Exercise brief:
Reproduce every line of the entries below verbatim, omitting the pictures.

Object outline annotations:
>>>>
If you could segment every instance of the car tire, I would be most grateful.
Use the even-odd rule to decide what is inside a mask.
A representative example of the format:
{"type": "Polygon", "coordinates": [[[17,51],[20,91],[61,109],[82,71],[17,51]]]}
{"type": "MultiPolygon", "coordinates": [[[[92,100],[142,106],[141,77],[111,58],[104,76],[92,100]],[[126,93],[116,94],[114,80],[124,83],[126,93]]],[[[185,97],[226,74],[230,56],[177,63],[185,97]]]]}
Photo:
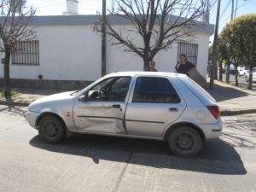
<<<<
Solved exercise:
If you could segment every instance of the car tire, I would be most grateful.
Use the even-odd rule to decide what is inside a mask.
A representative example of the format:
{"type": "Polygon", "coordinates": [[[17,51],[20,91],[61,109],[82,71],[17,51]]]}
{"type": "MultiPolygon", "coordinates": [[[[92,100],[142,106],[141,77],[111,58],[104,76],[92,100]],[[126,93],[116,94],[114,80],[124,83],[126,93]]],[[[185,97],[226,74],[230,56],[177,63],[185,97]]]]}
Photo:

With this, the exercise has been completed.